▶ [What you need to do]:
1/ Answer these three questions using the text on metal ion-responsive polymers, one per line:
(a) In what year was it issued?
(b) Who is listed as the author?
(c) By what polymerization method is the poly-norbornene based homopolymer derived?
2/ Continue the abstract on metal ion-responsive polymers, starting after its last sentence.

▶ [Exercise text]:
I.Metal Ion-Responsive Functional Polymers with Different Backbone Structures: Flexible/Rigid Hydrocarbon Chain and Ether Linkage II.Metal Ion-Induced Random Coil/Helix Conformation Transition of Functional Oligo-L-Lysine Based Octamers III.Acridinium Salt-Based Fluoride and Acetate Chromofluorescent Probes: Molecular Insights into Anion Selectivity Switching
Date Issued
2011
Date
2011
Author(s)
Lin, Yu-Chen
Abstract
Chapter I describes the development of side-chain functionalized polymers containing metal ion-responsive units with flexible/rigid backbone structures that have potential in developing metal ions sensory materials or self-assembly into hierarchical ordered structures. Poly-norbornene based homopolymer derived from ring-opening metathesis polymerization (ROMP) is regarded as rigid backbones because of the bicyclic constraints of norbornene. Decrease of backbone rigidity can be achieved through the alternating copolymerization of an appropriate cyclic olefin comonomer. A balance of ring strain and steric hindrance of the comonomers plays a key role in constructing alternating backbone structures. Thus, the incorporation of hydrocarbon or ether spacers into copolymers efficiently keeps two metal ion-chelators away from each other to prevent self-quenching of the dye molecules and makes a difference in polymer solubility that copolymers with ether linkage in the backbone chain enhance solubility in organic solvents. The use of 7-membered and 14-membered heterocyclic olefin comonomers results in no and lower levels of alternation behavior suggesting that low ring strain comonomer could not undergo cross-propagation with norbornene monomer.

▶ [Given data]:
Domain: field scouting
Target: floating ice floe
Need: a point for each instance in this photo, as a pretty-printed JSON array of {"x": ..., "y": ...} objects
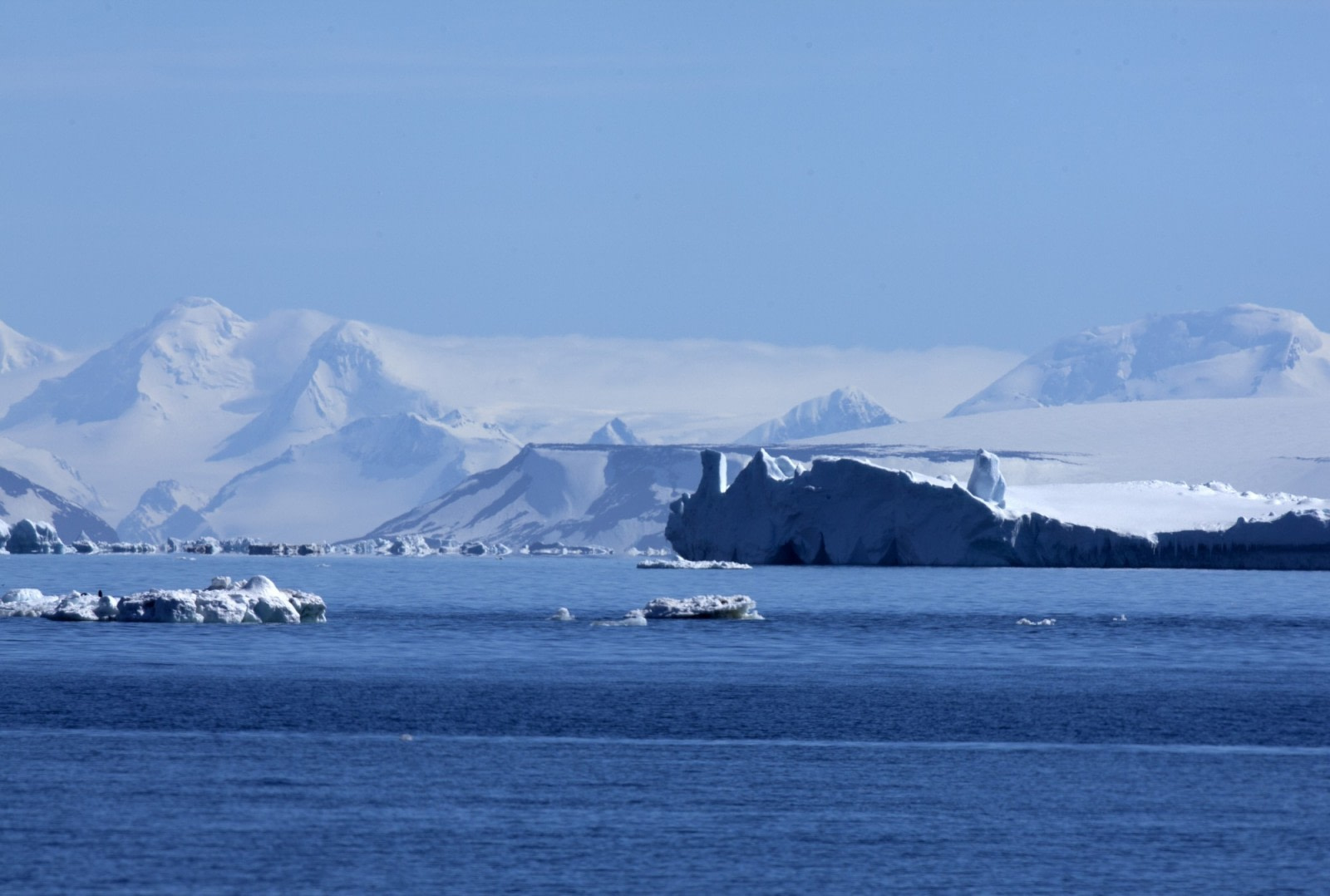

▶ [Results of the tasks]:
1/
(a) 2011
(b) Lin, Yu-Chen
(c) Ring-opening metathesis polymerization (ROMP)

2/
Chapter II describes that oligo-L-lysine based octamer PGLM8 containing metal ion-chelators in the side chains is of interest because the restricted rotation of peptide bonds provides a rigid backbone structure. PGLM8 adopts a stable helix conformation due to the formation of intramolecular sandwich-type complexes with four equivalents strontium ions through metal-coordination interaction at i, i + 4 spacing. The addition of more than four equivalents strontium ions results in the deformation of helix structure with a concomitant fluorescence enhancement. It is found that the presence of other alkaline earth metal ions such as Ca2+ and Ba2+ also promote the helix formation; other metal ions such as Na+, K+, and Pb2+ cannot induce the conformation transition, indicating that alkaline earth metals are suitable side chain cross-linking agents due to their higher charge density and coordination geometry.
Chapter III describes the development of acridinium salt-based chromofluorescent probes for the detection of anions – fluoride and acetate. Analytes that form covalent bonds with receptors to trigger highly selective reactions and induce changes in fluorescence emission or absorption are being used to design target-specific chromogenic/fluorogenic probes. A nucleophilic attack occurs at the highly electron- deficient C9 position of acridinium salts more readily than at the corresponding position in their pyridinium or quinolinium counterparts. Our strategy is using this reaction feature to develop acridinium-based chromogenic and fluorescent sensors ACD1–ACD4 for effective anion sensing and delineate the sensing mechanisms for F–, AcO– ions, and halides. Both of F– and AcO– ions act as nucleophiles to attack at the C9 position of acridinium moiety inducing pronounced changes in UV-vis absorption and fluorescence emission while halides only exert collision quenching of acridinium. Anion selectivity can be achieved through controlling the steric congestion around the reactive site. As a matter of fact, our designed fluorescent probes successfully differentiate fluoride and acetate and the sensing action of the probes is reversible, which is an important feature for fluorescent probes.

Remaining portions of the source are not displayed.